▶ _TASK STATEMENT_:
Retype every line of the data, keeping each word exactly.

▶ _EXCERPTED RECORDS_:
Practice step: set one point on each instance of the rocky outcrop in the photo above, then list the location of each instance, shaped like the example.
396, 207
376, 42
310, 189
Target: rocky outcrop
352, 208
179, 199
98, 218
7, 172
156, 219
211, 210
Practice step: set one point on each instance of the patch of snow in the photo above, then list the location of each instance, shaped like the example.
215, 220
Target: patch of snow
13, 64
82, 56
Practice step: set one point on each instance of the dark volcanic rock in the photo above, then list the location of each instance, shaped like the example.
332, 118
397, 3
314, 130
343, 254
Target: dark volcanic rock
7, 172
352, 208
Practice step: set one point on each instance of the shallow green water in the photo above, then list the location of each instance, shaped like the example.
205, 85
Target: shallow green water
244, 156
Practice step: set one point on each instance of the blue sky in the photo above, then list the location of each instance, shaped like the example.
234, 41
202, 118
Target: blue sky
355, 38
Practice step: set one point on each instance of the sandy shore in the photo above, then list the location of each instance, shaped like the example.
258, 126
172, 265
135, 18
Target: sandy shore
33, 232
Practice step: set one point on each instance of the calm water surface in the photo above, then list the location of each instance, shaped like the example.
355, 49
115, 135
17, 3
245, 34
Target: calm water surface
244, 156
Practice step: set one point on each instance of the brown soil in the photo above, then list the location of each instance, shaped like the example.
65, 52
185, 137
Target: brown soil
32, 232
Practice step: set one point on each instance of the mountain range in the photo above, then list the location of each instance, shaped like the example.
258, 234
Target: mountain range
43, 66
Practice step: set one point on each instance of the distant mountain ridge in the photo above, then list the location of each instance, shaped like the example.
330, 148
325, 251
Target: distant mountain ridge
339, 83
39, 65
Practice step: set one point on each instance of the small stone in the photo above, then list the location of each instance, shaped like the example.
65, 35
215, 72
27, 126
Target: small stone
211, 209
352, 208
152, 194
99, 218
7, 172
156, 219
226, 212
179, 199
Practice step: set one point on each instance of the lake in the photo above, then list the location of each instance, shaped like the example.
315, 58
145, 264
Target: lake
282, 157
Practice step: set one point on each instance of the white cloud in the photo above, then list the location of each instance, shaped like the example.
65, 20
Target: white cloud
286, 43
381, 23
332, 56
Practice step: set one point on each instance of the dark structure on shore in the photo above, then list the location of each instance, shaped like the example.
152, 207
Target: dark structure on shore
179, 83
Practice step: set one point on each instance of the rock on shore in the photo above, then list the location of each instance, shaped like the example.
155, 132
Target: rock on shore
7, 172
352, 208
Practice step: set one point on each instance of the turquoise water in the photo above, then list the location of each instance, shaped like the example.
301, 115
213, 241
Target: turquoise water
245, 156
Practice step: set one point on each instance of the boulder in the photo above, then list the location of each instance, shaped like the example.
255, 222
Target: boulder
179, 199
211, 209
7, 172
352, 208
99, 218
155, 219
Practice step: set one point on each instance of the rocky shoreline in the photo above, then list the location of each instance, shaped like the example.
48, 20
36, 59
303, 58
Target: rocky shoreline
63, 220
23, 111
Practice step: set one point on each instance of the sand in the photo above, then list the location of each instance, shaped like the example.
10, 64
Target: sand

▶ _RESPONSE AREA_:
Practice step: set one point on each instance of the rocky outcrop in the photo above, then list the location of each instance, shaped like the example.
396, 207
376, 42
310, 189
Target: rocky outcrop
352, 208
179, 199
98, 218
7, 172
156, 219
211, 210
Practice step: set one point on each instance of the patch of snow in the photo above, then list the location of each instance, shaped like the example.
215, 220
Target: patch of snow
13, 64
82, 56
Practice step: set one point on each instance of the dark volcanic rock in the photo above, then list the location of each instance, shaped like the example.
332, 118
397, 3
314, 130
343, 254
Target: dark volcanic rock
7, 172
352, 208
Practice step: set one point on each instance of the shallow green water in the photo above, then list the location of each instance, shaped like the example.
205, 85
Target: shallow green water
244, 156
Practice step: set one point on each instance of the blue sky in the photo above, then list the location of each instance, shaped like the example.
234, 41
202, 118
Target: blue sky
355, 38
Practice step: set one point on each instance of the sandy shore in the photo above, then list the location of each instance, shaped like the example.
258, 126
172, 265
135, 18
Target: sandy shore
33, 232
Practice step: set one point on each instance of the calm water surface in the photo above, then list the location of each instance, shaped like the example.
355, 49
115, 135
17, 3
245, 34
Target: calm water surface
244, 156
Practice step: set one point on each instance of the brown soil in the photo above, then list the location of each instance, shaped like the example.
65, 52
185, 137
Target: brown soil
32, 232
Practice step: set one point on each instance of the mountain range in the photo above, then list the location of each instance, shaped like the example.
258, 234
Target: mountain range
43, 66
Practice step: set one point on each instance of the distant mountain ridge in the photo above, then list the location of each instance, shaped like the example.
330, 148
325, 251
Target: distant mountain ridge
339, 83
39, 65
Practice step: set one point on each instance of the small stone in the photo above, then list the location of each instance, shaped like the example.
65, 35
215, 72
27, 126
Target: small stone
211, 209
352, 208
152, 194
99, 218
7, 172
156, 219
226, 212
179, 199
Practice step: set one point on each instance of the lake in the photo above, then list the location of each instance, shaped like the example.
315, 58
145, 264
Target: lake
282, 157
Practice step: set one point on each instance of the white cloud in the photo above, then list the location of each instance, shaped like the example.
65, 20
Target: white cloud
286, 43
381, 23
332, 56
Practice step: set one point on each instance of the dark structure on shore in the photo above, then list the location of each instance, shaped like the example.
152, 207
Target: dark structure on shore
179, 83
Practice step: set one point on each instance of the rock on shore in the photo above, then list the location of each instance, shaped like the example.
155, 132
Target: rock on shore
7, 172
352, 208
Practice step: set one point on each instance of the turquoise water in the photo above, then list the location of each instance, shaped like the example.
301, 115
213, 241
Target: turquoise water
245, 156
Practice step: set one point on each instance of the boulder in the photo above, then list the location of each instance, shaped like the example.
255, 222
Target: boulder
179, 199
211, 209
7, 172
352, 208
99, 218
155, 219
Practice step: set one point on each instance of the rocky shoreline in the photo above, then list the location of each instance, shaped like the example.
48, 20
36, 59
303, 58
Target: rocky shoreline
63, 220
23, 111
Practice step: set one point on each instance of the sand in the photo above, then list the location of each instance, shaped like the example.
10, 64
Target: sand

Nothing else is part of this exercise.